|Invest In Capital Markets, Governor Tells Policy Makers|
|Wednesday, 15 February 2012 11:28|
Central Bank Governor, Mr. Kwesi Amissah-Arthur, has tasked policy makers in the sub-region to invest in building institutions that promote the growth of capital markets and fiscal accountability to enhance resource mobilization for investment.
Speaking at a regional course on financial programming and policies in Accra, Mr. Amissah-Arthur urged policy makers to hold firm and implement appropriate monetary and fiscal policies as well as structural reforms to ensure macroeconomics and financial stability.
‘’We must pay particular attention to macro prudential regulatory matters and financial stability issues, macroeconomic management of remittances and other capital flows as well as public financial management reforms’’, he said.
The two-week course, which is being attended by more than 30 officials from central bank and other public sector agencies from The Gambia, Ghana, Liberia, Nigeria and Sierra Leone, is organized by the West African Institute for Financial and Economic Management (WAIFEM) and the International Monetary Fund (IMF) Institute.
Governor Amissah-Arthur suggested to the participants to use financial programming to formulate an internally constituent set of macroeconomic policies that are aimed at maintaining or improving economic performance while strengthening macroeconomic stability.

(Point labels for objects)
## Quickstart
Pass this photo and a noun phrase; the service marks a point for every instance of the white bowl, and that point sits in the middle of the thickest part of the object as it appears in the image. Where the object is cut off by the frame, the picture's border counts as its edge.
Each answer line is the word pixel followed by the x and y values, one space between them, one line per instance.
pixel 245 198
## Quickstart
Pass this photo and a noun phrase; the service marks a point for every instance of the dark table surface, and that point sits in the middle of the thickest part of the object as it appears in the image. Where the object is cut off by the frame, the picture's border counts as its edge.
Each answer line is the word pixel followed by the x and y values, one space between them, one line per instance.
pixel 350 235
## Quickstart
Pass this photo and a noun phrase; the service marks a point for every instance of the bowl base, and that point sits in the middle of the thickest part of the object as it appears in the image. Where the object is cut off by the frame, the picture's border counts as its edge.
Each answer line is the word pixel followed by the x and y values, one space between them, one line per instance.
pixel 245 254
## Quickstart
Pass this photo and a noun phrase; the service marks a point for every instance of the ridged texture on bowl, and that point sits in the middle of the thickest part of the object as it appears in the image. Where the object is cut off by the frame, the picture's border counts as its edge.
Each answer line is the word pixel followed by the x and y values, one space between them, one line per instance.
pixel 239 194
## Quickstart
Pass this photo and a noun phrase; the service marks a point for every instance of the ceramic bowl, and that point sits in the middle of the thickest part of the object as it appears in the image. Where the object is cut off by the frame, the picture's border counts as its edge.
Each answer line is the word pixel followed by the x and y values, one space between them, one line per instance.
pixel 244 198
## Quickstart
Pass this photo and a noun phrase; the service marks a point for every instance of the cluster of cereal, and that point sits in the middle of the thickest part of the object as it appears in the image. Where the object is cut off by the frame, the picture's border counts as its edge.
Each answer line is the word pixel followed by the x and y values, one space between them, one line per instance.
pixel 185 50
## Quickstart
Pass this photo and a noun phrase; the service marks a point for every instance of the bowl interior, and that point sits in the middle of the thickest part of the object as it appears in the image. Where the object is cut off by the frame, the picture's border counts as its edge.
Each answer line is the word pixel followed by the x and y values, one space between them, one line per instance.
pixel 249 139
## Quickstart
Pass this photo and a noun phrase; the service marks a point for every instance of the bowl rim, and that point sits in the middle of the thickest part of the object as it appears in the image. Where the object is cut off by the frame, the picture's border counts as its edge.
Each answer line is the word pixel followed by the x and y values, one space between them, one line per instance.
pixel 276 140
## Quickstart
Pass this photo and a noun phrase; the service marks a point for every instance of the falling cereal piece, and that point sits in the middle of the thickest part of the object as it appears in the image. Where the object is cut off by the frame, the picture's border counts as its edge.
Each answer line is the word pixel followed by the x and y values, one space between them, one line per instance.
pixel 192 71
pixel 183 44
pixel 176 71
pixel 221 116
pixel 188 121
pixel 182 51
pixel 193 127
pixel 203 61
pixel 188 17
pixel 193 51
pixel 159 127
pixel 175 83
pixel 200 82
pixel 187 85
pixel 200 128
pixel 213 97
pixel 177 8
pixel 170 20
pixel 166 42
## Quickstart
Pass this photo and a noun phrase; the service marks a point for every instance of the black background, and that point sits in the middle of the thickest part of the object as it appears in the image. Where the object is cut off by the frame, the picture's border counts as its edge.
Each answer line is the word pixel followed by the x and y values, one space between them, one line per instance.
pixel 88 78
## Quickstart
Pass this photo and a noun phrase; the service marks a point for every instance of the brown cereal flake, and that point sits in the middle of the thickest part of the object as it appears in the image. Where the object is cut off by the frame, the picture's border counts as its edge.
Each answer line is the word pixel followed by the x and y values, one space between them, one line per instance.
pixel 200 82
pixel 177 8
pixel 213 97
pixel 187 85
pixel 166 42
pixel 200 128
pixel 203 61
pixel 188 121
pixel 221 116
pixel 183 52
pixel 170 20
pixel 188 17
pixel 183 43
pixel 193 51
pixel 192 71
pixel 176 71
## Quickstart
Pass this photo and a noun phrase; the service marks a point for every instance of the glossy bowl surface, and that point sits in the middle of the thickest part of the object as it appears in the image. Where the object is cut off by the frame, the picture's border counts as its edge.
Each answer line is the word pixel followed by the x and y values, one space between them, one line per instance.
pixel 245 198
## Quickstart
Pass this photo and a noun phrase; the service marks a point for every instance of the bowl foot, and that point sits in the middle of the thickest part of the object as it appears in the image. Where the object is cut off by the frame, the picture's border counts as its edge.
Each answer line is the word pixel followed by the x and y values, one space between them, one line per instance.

Objective | Please answer in one sentence: according to the news article, who organized the two-week course? The data can be set aside, as none of it is needed here.

Result | The course was organized by the West African Institute for Financial and Economic Management (WAIFEM) and the International Monetary Fund (IMF) Institute.